[Materials provided]:
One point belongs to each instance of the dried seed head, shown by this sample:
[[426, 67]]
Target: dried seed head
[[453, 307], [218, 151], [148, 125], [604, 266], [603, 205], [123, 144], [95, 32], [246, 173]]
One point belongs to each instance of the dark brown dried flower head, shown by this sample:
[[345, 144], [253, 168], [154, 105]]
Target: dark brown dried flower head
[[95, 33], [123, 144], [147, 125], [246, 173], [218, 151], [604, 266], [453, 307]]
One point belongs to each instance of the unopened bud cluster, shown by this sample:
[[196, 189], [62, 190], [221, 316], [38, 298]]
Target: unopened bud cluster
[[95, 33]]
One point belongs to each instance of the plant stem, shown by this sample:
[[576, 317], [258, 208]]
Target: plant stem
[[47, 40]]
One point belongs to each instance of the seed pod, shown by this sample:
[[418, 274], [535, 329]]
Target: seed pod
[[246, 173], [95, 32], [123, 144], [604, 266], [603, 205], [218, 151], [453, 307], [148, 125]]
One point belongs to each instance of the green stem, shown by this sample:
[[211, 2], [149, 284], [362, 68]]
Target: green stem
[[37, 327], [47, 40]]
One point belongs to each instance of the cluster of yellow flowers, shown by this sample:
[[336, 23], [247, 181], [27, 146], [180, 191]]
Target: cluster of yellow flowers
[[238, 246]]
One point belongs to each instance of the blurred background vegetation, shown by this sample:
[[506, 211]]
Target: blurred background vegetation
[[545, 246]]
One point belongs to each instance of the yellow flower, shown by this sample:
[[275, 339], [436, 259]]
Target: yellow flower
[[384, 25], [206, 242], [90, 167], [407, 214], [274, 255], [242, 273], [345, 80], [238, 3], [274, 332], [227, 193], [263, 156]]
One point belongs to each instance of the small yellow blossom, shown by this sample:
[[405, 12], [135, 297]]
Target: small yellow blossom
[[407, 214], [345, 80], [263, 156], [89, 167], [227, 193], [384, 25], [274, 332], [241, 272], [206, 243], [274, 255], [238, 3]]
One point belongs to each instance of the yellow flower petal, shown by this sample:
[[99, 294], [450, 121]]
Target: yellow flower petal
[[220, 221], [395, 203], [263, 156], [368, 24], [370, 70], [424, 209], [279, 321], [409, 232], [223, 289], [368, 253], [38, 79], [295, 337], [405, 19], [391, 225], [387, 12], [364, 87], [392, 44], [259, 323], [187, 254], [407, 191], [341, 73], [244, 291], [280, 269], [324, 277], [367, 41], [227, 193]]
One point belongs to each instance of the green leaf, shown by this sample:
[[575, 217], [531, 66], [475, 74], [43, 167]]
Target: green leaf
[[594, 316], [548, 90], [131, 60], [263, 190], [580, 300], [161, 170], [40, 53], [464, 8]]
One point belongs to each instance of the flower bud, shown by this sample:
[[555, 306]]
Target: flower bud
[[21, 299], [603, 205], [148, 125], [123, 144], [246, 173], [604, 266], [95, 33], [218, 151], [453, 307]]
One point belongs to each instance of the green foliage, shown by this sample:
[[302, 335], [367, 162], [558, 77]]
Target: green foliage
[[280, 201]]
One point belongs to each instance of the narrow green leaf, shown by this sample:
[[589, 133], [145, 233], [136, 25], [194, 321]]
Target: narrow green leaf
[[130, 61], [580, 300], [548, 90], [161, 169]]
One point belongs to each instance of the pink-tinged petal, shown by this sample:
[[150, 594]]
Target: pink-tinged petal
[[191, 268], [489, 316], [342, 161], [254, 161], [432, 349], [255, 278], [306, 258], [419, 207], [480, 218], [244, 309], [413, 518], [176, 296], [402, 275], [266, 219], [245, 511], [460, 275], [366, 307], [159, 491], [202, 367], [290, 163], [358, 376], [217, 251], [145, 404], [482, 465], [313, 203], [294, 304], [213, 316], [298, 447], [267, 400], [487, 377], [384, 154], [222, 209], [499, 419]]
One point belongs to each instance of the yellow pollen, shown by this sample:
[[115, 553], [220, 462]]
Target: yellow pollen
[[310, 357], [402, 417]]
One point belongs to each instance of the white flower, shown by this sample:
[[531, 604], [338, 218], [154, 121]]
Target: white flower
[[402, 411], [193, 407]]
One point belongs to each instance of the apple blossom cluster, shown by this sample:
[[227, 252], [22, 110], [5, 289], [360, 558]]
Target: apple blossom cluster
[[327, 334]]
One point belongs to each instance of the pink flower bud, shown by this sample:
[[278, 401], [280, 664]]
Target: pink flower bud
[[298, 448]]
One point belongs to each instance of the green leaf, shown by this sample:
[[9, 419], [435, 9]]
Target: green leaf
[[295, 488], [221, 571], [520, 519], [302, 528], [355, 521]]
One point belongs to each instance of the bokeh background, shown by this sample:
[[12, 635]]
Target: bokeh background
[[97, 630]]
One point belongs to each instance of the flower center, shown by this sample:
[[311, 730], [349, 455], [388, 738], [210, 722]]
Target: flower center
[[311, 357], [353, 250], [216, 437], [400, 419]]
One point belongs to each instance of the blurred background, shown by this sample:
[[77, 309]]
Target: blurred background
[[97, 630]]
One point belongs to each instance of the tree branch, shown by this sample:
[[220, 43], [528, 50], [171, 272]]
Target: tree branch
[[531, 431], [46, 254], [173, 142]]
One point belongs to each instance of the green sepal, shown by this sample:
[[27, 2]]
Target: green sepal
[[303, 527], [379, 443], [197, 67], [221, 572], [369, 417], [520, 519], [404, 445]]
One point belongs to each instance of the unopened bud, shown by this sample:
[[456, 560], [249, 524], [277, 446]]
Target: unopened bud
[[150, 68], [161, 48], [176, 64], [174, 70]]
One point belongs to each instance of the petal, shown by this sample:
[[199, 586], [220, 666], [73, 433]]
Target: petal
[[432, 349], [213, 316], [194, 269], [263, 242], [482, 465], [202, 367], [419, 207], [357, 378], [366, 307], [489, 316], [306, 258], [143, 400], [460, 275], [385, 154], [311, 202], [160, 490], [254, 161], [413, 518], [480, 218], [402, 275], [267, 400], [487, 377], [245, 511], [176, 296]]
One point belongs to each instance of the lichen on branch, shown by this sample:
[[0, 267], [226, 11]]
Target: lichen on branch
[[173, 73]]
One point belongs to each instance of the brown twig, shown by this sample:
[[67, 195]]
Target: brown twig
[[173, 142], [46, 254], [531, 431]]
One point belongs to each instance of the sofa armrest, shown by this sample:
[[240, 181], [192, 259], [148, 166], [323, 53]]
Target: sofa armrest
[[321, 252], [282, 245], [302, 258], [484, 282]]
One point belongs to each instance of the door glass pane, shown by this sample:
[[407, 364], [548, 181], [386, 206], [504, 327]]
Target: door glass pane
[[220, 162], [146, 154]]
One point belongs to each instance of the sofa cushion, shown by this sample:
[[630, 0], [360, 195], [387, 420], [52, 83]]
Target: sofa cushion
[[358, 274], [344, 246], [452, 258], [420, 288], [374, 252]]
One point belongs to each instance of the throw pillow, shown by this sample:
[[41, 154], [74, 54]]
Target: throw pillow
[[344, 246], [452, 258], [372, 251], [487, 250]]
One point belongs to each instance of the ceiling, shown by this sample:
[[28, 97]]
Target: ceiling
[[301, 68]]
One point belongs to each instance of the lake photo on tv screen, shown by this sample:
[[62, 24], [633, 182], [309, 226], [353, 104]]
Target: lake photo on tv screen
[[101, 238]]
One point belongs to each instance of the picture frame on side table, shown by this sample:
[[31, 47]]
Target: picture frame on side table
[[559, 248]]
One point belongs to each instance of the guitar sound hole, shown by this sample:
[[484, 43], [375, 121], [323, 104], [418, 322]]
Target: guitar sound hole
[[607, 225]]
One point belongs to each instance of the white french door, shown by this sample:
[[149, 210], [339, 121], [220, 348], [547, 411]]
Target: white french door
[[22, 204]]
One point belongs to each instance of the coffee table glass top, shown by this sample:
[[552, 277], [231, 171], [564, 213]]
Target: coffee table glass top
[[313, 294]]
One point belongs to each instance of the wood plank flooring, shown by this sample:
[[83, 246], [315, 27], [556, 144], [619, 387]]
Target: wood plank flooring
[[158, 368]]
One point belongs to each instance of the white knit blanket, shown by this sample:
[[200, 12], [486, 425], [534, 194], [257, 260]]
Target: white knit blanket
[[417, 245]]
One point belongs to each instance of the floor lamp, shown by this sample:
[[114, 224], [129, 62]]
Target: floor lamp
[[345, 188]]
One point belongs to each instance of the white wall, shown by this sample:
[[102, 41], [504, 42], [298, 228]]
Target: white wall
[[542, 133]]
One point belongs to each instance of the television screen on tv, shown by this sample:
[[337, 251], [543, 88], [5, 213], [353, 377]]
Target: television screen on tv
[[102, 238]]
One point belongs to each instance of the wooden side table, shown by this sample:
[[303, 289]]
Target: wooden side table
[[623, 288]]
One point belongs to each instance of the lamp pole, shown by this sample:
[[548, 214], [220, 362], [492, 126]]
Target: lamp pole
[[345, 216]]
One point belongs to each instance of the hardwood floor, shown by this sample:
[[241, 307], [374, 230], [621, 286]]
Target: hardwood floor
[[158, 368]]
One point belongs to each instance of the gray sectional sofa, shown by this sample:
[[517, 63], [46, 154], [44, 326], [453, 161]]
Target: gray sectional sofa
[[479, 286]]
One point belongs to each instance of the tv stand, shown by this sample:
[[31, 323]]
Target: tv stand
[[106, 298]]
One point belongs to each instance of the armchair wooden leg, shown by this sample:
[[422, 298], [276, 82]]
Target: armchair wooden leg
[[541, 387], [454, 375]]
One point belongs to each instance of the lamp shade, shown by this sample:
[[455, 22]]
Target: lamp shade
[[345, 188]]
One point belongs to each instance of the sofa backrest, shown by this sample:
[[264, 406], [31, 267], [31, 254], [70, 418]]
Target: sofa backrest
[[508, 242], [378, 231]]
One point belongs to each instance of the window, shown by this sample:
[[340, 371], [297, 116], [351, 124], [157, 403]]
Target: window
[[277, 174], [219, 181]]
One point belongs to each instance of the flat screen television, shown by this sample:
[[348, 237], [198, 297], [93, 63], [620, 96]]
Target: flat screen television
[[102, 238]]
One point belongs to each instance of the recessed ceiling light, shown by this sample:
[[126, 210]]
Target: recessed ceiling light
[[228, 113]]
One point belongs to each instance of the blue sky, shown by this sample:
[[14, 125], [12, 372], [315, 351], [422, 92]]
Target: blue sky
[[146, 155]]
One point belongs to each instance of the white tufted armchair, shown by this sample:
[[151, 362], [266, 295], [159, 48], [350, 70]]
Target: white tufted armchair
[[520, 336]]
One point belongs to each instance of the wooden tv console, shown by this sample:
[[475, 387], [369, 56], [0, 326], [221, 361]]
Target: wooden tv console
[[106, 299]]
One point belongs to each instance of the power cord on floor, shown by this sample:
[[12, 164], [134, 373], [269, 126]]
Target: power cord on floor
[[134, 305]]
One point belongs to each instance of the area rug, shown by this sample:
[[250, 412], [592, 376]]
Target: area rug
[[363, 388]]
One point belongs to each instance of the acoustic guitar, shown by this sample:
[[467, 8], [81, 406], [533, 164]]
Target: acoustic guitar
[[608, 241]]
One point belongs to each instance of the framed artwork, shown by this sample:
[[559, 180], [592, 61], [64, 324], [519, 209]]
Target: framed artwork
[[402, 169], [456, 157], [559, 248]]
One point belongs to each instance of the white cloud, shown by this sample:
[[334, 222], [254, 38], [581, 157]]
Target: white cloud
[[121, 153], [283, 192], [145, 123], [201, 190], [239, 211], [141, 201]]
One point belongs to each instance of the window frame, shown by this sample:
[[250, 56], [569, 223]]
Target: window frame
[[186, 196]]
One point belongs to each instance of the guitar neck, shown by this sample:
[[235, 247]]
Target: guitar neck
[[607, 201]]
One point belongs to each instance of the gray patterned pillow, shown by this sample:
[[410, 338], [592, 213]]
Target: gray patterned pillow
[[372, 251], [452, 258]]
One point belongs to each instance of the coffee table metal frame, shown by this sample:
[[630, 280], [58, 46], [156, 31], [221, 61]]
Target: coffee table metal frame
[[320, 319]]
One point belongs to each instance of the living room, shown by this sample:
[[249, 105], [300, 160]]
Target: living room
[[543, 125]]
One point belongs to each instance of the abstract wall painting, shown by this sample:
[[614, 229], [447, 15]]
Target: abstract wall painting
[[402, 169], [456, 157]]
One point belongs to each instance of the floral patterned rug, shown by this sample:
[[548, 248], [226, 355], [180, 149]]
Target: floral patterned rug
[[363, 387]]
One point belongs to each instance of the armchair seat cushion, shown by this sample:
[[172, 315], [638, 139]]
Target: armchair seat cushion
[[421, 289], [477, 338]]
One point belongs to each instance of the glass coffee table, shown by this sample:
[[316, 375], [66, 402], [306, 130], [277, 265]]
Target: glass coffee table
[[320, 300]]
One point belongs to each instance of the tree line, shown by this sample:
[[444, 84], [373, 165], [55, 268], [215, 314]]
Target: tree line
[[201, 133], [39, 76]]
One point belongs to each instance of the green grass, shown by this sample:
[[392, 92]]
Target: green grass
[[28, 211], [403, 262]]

[Activity]: Take the entries above and return only the lines from the one with "[[311, 730], [349, 455], [388, 738], [210, 722]]" to the one with "[[220, 43], [528, 50], [171, 272]]", both included, unchanged.

[Exercise solution]:
[[311, 730], [349, 455], [388, 738], [210, 722]]
Target: flower center
[[311, 357], [353, 250], [216, 437], [400, 419]]
One point belongs to each instance of the blurred background, shown by this sample:
[[77, 309]]
Target: blurred background
[[97, 630]]
One point belongs to each instance of the tree branch, shown by this sample:
[[220, 43], [528, 50], [171, 272]]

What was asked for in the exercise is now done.